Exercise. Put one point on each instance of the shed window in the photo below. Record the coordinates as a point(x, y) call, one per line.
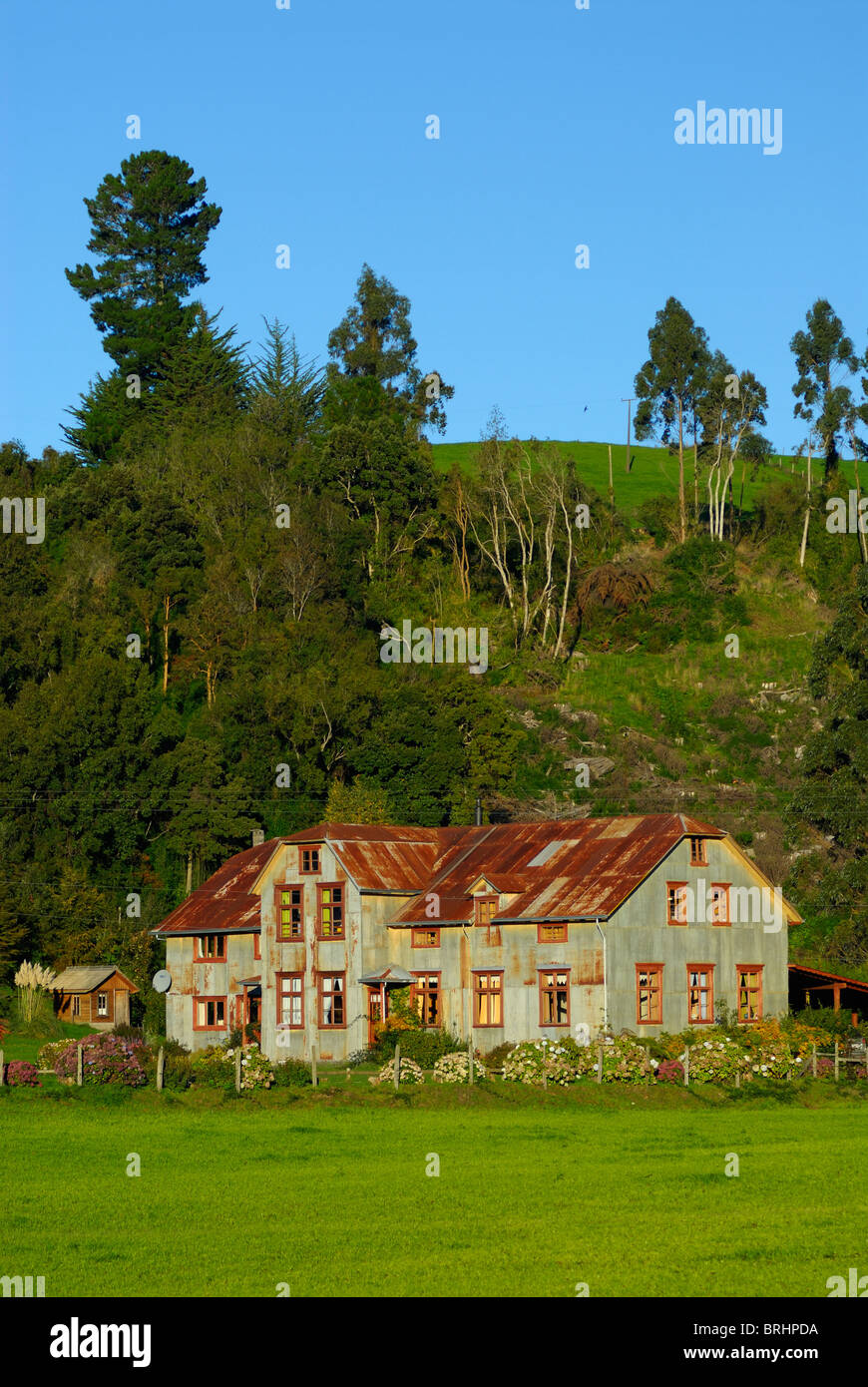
point(424, 996)
point(331, 1010)
point(555, 998)
point(676, 902)
point(700, 993)
point(650, 993)
point(210, 1013)
point(211, 948)
point(330, 911)
point(749, 992)
point(288, 911)
point(308, 859)
point(488, 999)
point(290, 1000)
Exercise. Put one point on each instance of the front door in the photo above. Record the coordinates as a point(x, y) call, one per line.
point(374, 1010)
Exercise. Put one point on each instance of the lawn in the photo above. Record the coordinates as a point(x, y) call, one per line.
point(623, 1188)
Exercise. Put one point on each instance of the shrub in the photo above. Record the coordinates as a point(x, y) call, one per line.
point(106, 1060)
point(452, 1068)
point(292, 1074)
point(21, 1075)
point(411, 1073)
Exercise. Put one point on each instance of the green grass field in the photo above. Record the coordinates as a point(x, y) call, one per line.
point(653, 470)
point(622, 1188)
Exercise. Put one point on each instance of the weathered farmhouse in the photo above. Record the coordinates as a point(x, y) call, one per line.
point(504, 932)
point(95, 996)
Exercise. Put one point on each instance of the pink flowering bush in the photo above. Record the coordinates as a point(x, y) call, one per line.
point(106, 1060)
point(21, 1075)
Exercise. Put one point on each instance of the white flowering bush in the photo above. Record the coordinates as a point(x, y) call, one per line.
point(452, 1068)
point(411, 1073)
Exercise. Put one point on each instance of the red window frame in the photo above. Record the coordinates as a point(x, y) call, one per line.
point(551, 934)
point(209, 1025)
point(699, 992)
point(330, 904)
point(426, 998)
point(292, 936)
point(650, 981)
point(426, 943)
point(308, 860)
point(550, 992)
point(283, 993)
point(743, 992)
point(724, 888)
point(487, 991)
point(699, 853)
point(324, 993)
point(204, 957)
point(671, 902)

• • •

* [AIM]
Please render all of the material above as a JSON list of strings with one string per line, leaving out blank lines and the pictures.

* [PROBLEM SOLUTION]
[
  "Exercise. Put one point on each instance of the shed window in the photo below. Record the coordinates as a point(x, y) call, one per line.",
  "point(424, 996)",
  "point(331, 1010)",
  "point(555, 998)",
  "point(676, 902)",
  "point(700, 993)",
  "point(650, 993)",
  "point(210, 1013)",
  "point(211, 948)",
  "point(330, 911)",
  "point(749, 992)",
  "point(288, 911)",
  "point(308, 859)",
  "point(488, 999)",
  "point(290, 1000)",
  "Exercise. Put one point on each instance of the front door in the photo above. Record the coordinates as a point(x, y) call, one per line.",
  "point(374, 1010)",
  "Exercise. Put one point on each instance of the lawn in the photo above. Record the coordinates as a point(x, y) call, one per line.",
  "point(623, 1188)",
  "Exercise. Put one point on each instance of the shrub in the photo above. Record the coordinates as a point(x, y) call, one per line.",
  "point(106, 1060)",
  "point(452, 1068)",
  "point(292, 1074)",
  "point(21, 1075)",
  "point(411, 1073)",
  "Exercise. Put one point on each instance of the green grass field in the photo above. Record the coordinates as a point(x, y) call, one per line.",
  "point(653, 470)",
  "point(622, 1188)",
  "Exercise. Put one point on each instance of the weathered farmhouse in the photo above. Record the coordinates as a point(x, y) call, one per line.",
  "point(504, 932)",
  "point(95, 996)",
  "Exercise. Put one point on each instance of the pink flowering bush in the photo above. Record the coordinates as a point(x, y) call, one per line.",
  "point(106, 1060)",
  "point(21, 1075)",
  "Exercise. Put one point on each instance of the white flowering bush in the photo above. Record the coordinates as a point(x, y) call, one per line.",
  "point(452, 1068)",
  "point(411, 1073)",
  "Exercise. Put one point on each instance of the red window frame in the photo above. Record the coordinates as a point(x, y) call, one per line.",
  "point(551, 934)",
  "point(209, 1025)",
  "point(699, 992)",
  "point(330, 904)",
  "point(426, 998)",
  "point(292, 936)",
  "point(650, 981)",
  "point(426, 943)",
  "point(308, 860)",
  "point(550, 992)",
  "point(283, 993)",
  "point(743, 992)",
  "point(724, 888)",
  "point(487, 991)",
  "point(699, 853)",
  "point(324, 993)",
  "point(204, 957)",
  "point(671, 902)"
]